• _RECORD LIST_
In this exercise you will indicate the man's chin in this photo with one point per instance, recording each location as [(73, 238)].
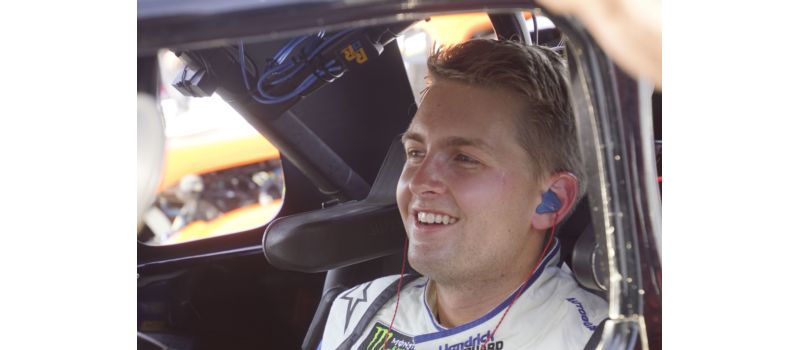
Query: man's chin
[(429, 264)]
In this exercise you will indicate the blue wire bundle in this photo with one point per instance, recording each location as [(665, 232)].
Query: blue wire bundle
[(280, 69)]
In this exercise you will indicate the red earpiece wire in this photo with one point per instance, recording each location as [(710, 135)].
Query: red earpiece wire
[(399, 285), (516, 296), (519, 291)]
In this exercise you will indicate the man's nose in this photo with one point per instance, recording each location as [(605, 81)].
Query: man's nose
[(428, 179)]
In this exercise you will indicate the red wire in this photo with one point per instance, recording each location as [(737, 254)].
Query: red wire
[(399, 284), (519, 291)]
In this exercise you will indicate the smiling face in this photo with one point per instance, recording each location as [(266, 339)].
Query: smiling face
[(467, 194)]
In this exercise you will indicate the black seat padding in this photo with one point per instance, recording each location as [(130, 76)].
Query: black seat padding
[(346, 234)]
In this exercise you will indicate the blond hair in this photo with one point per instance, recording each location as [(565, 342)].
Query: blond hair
[(546, 129)]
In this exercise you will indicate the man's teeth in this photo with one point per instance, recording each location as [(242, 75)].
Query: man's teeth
[(431, 218)]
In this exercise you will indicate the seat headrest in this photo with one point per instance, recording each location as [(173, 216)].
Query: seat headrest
[(346, 234)]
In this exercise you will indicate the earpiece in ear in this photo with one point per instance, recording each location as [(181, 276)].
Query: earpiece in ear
[(550, 203)]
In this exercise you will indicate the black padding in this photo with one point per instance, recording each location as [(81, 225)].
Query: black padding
[(596, 337), (387, 294), (346, 234), (314, 335), (588, 263)]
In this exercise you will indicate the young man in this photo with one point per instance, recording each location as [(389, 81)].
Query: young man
[(492, 165)]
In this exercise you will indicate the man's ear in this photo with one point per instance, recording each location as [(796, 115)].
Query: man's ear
[(564, 187)]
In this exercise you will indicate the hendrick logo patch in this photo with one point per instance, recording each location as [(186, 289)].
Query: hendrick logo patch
[(380, 334)]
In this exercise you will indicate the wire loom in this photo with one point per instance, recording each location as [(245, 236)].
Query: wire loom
[(297, 68)]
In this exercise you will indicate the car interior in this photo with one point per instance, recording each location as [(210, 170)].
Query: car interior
[(271, 287)]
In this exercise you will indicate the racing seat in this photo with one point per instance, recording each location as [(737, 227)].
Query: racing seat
[(355, 242), (359, 241)]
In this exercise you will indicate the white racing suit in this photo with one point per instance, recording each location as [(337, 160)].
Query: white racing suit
[(552, 312)]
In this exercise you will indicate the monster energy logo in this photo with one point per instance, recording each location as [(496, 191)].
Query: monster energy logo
[(394, 340)]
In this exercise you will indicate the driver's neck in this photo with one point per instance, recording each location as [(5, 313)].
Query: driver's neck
[(458, 304)]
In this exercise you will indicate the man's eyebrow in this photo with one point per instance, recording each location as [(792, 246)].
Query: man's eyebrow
[(457, 141), (453, 141), (410, 135)]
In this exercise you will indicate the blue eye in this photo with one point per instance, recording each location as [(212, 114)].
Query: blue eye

• _EXERCISE AIM_
Rewrite all the entries with "indicate" swapped for "mark", keeping everything else the same and omitting the pictures.

• _RESULT OF THE TASK_
In this exercise you will mark the man's chin in this photo with one point per instance, recording each location as [(73, 238)].
Query: man's chin
[(429, 264)]
In this exercise you will mark the blue wire bundle in this photo with one point per instance, recording each location as [(665, 232)].
Query: blue wire bundle
[(280, 69)]
In this exercise you will mark the red earpiece wire in this photo with one point per instance, recording each location as [(710, 135)].
Query: red earpiece wire
[(399, 285), (516, 296), (519, 291)]
In this exercise you will mark the man's nose in this photo with one point per instance, recording each location as [(605, 81)].
Query: man's nose
[(428, 179)]
In this exercise you will mark the red wire in this photo with one point per instance, recording each location as [(737, 254)].
Query: red wire
[(399, 284), (519, 291)]
In this exercise you will mark the smiling face in this photo with one point per instance, recording each location as [(266, 339)].
Query: smiling face
[(467, 194)]
In this exercise you will mark the black seat padding in this photo with one point per instance, recording each location as [(130, 76)].
Query: black seat padding
[(346, 234)]
In this exercise you will mark the blond hair in this photo with one point per instance, recording each location as [(565, 342)].
Query: blond hair
[(546, 129)]
In this exercise you will mark the man's teeth in this photo with one point per instance, recording each location as [(242, 75)].
Query: man's teeth
[(431, 218)]
In this exercise you will mark the seat headrest in this photo with one point per instance, recording each location as [(173, 216)].
Query: seat headrest
[(346, 234)]
In this exercise you will mark the earpiece in ear in this photo with one point per instance, recording each location as [(181, 276)].
Query: earpiece in ear
[(550, 203)]
In this exercise you will mark the black padding in this photo with one point per instance, recording each location as [(81, 225)].
Query: black padding
[(596, 337), (387, 294), (346, 234), (314, 335), (588, 263)]
In this exercise you will mark the young man in this photo with one point per instance, recording each location as [(389, 81)].
Query: young man
[(492, 165)]
In this exercise you will mark the man's ear in this photo with one point per instance, recording each location as [(796, 115)].
Query: man's ear
[(564, 187)]
In this exercise you will mark the hendrick logo patch in this photo with one point per instance, recording each location as [(186, 289)].
Query: hendrick logo patch
[(380, 334)]
In this exercise you will mark the wire loom in this photo with one point per instance, recording each location as [(245, 236)].
Query: wire loom
[(297, 68)]
In this exercise you will mark the car interior in this photo with one point per instance, recording each location as [(210, 170)].
Query: car interior
[(271, 287)]
In this exercise you will mark the racing seat in this photo with one point per instance, recording each location as [(737, 227)].
Query: racing seat
[(355, 242), (359, 241)]
In this exercise you will mark the white racing suit in this photo with one point per instance, recording each location as [(337, 160)].
Query: white racing suit
[(552, 312)]
In this exercise you will mark the monster energy logo in this photo with one point per instance, recording each location as [(496, 191)].
Query: monster energy logo
[(394, 340)]
In this exercise you will mark the driver's neck in this photo with one point per instance, recording each location as [(5, 313)].
Query: driver's neck
[(458, 304)]
In this exercise you will mark the man's eyebrow in this photo with one point per instance, recording each location as [(792, 246)].
Query: man's eyebrow
[(457, 141), (453, 141), (410, 135)]
In this exercise you will mark the blue eye in this photo with one point per instance, recording each location as [(212, 114)].
Query: blue eye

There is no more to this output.